•Reveals Shocking Things His Dad Told Him
The Olorunwo family has just completed the 3-day burial rites of their late patriarch, Primate Omolaja Olorunwo, the founder of Olorunwo Cathedral Church (Cherubim & Seraphim). He was given a classy burial, befitting of a great man, and of his status. The turnout was impressive and everybody had nice things to say about him. He touched many lives. His death was a big shock to many who knew him. Uptill now, weeks after his burial, many still can’t believe that Papa Olorunwo’s is gone. This is because he had a larger than life image in his lifetime, so much so that many actually believed that Papa who died a few days after his 85th birthday was immortal and can’t die. He was quite close to his family, especially his wife and children. And he told them many things. He had a special relationship with each one of them, in a very special way.
One of his children, Layo Olorunwo, who is a Lagos Lawyer & the Provost of his dad’s church has now taken up the mantle of leadership of the church. He was abroad with his wife & family when Papa told him to come back home to witness his 85th birthday which was celebrated low-key. His decision to obey his dad and return home has turned out to be a blessing because he enjoyed a few days of unusual intimacy with his dad before he passed after his birthday celebration.
Those days were days when Papa & Layo had heart-to-heart talk between Father & Son. He gave Layo instructions on what he specifically wanted Layo to do for him. The situation could be likened to a father who wanted to go on a trip and left instructions on what he wants to be done when he is away.
City People Publisher, SEYE KEHINDE and head of Brands Desk, DAMILARE SALAMI spent quality time with Venerable Layo last week during which he told City People all his father told him before he passed on to greater glory. Papa knew his transition was imminent, he explained. Read on.
Sorry, once again about the passing on to Glory of your dad, Primate Olorunwo. How did you take the passing when it happened?
That is a very heavy question. Let me confess to you that I feel that Baba is not gone because it is difficult to believe that a man like him, is gone. Yes. He is human like every other person. But in my growing up with him, I saw him as a superman, a very spiritual man, he is the greatest person I have ever met, as a human being on this planet earth. So, when he exited to Glory, it was like a surprise to me. Nobody thought of death for such a man. He was very strong, very agile, even before his exit to Glory, He will tell me to leave whatever I am carrying like a 25 Litre keg. This same man at 85, he will tell me to drop it. That it is too heavy for me and he is going to carry it. He had great energy and strength. It is still surprising to me because I saw Baba as someone that is larger than life, someone that is larger than death because when I was discussing with my siblings, I asked them: Can Baba die? Se baba le ku ni? I believe its Baba’s time because he gave so many prophecies regarding his death…
What are some of these prophecies? Can you share some of these prophecies with us?

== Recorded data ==
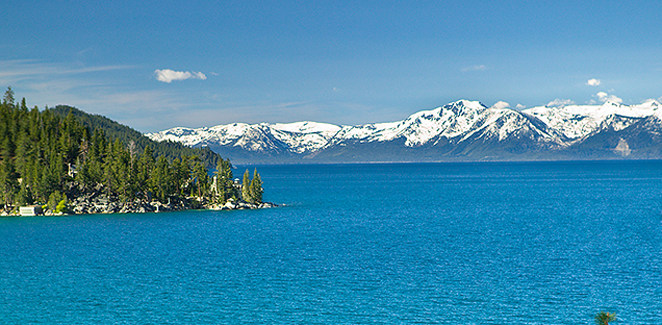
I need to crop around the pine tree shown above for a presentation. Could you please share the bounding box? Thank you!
[241,169,251,202]
[249,169,263,203]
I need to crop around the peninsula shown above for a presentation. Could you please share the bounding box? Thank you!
[0,88,273,215]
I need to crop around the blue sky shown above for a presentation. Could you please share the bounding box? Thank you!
[0,0,662,132]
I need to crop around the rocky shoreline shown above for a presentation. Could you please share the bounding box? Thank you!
[0,192,278,216]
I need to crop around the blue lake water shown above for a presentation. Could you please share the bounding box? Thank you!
[0,161,662,324]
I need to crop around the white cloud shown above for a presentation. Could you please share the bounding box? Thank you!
[154,69,207,83]
[462,64,487,72]
[492,101,510,108]
[595,91,623,104]
[586,78,601,87]
[546,98,575,107]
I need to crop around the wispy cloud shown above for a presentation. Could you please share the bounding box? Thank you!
[462,64,487,72]
[546,98,575,107]
[154,69,207,83]
[0,60,132,82]
[586,78,602,87]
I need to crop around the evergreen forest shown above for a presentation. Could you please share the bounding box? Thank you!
[0,88,263,213]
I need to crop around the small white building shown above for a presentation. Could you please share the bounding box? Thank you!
[18,205,44,217]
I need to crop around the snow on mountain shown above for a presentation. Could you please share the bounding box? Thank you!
[147,100,662,159]
[522,99,662,139]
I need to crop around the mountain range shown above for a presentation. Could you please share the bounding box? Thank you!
[147,100,662,164]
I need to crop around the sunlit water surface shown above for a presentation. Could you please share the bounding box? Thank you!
[0,161,662,324]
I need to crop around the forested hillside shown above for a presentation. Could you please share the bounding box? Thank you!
[49,105,220,168]
[0,88,262,213]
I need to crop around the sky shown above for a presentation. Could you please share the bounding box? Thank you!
[0,0,662,132]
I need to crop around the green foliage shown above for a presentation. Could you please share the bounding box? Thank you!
[241,169,264,203]
[55,195,71,213]
[595,311,616,325]
[49,105,221,169]
[241,169,251,201]
[0,88,261,212]
[249,169,264,203]
[46,191,63,212]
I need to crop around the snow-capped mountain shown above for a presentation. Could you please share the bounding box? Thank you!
[147,100,662,163]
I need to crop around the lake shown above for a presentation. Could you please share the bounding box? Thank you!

== GOAL ==
Please revise the article by giving it again with "heart-to-heart talk" changed to "private conversation", beginning at the words "One of his children, Layo" and stopping after "he is away.".

== EXERCISE OUTPUT ==
One of his children, Layo Olorunwo, who is a Lagos Lawyer & the Provost of his dad’s church has now taken up the mantle of leadership of the church. He was abroad with his wife & family when Papa told him to come back home to witness his 85th birthday which was celebrated low-key. His decision to obey his dad and return home has turned out to be a blessing because he enjoyed a few days of unusual intimacy with his dad before he passed after his birthday celebration.
Those days were days when Papa & Layo had private conversation between Father & Son. He gave Layo instructions on what he specifically wanted Layo to do for him. The situation could be likened to a father who wanted to go on a trip and left instructions on what he wants to be done when he is away.